> _Quoted text_
The Commonwealth has appealed from an order discharging its rule for judgment for want of a sufficient affidavit of defense to its scire facias sur lien upon a settlement for state capital stock tax and corporate loan tax. The facts of the case are set forth in the affidavit of defense.
In October, 1915, the auditor general settled the capital stock tax of Central Realty Company, for a period ending November 1, 1914, in the amount of $250, and the corporate loan tax of the same corporation, for the year 1914, in the amount of $576.92. However, no certified copy of the lien was transmitted for indexing to the prothonotary of Lackawanna County, where the corporation had its place of business and owned a large tract of real estate, for nearly twenty-two years. During this interval the state authorities took no steps to collect the taxes. On September 27, 1937, the certified liens were filed in Lackawanna County, and the scire facias sur lien was issued against the corporate taxpayer, with notice to the present terre-tenant, Williams Bakery Company, the appellee in this court. The amount of the taxes claimed, $826.92, with statutory interest and attorney's commission, brings the total to approximately $3,300.

> _Data excerpts_
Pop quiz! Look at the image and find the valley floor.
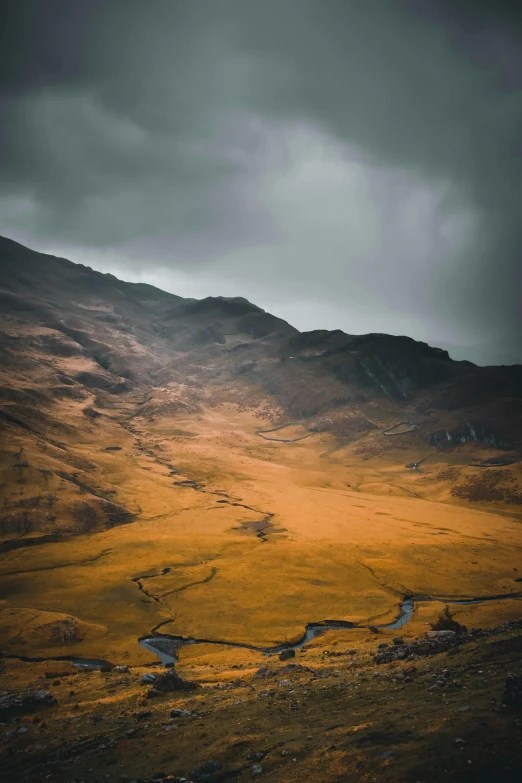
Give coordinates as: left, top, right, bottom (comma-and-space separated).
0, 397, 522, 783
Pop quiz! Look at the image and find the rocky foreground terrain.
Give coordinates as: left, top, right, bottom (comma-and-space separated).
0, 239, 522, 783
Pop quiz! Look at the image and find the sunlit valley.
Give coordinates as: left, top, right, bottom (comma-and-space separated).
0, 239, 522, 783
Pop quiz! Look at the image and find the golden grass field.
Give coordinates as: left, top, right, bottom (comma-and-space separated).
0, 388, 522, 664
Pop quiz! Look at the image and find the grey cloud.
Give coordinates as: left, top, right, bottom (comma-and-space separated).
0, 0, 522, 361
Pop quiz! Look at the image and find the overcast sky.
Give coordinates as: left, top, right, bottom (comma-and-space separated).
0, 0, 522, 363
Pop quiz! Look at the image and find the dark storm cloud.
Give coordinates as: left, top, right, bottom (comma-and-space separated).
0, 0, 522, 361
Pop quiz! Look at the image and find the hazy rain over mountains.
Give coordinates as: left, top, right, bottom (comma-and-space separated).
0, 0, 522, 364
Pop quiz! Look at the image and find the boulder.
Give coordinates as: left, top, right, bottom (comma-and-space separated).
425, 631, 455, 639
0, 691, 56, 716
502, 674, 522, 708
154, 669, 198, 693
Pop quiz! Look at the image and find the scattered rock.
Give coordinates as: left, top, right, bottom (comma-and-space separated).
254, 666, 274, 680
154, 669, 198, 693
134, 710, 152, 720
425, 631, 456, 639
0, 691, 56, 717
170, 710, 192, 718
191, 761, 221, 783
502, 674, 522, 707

> _What to produce_
List every dollar amount that appears in the passage about the Commonwealth's tax appeal. Draw solely on the passage about the Commonwealth's tax appeal, not on the data.

> _Written answer_
$250; $576.92; $826.92; approximately $3,300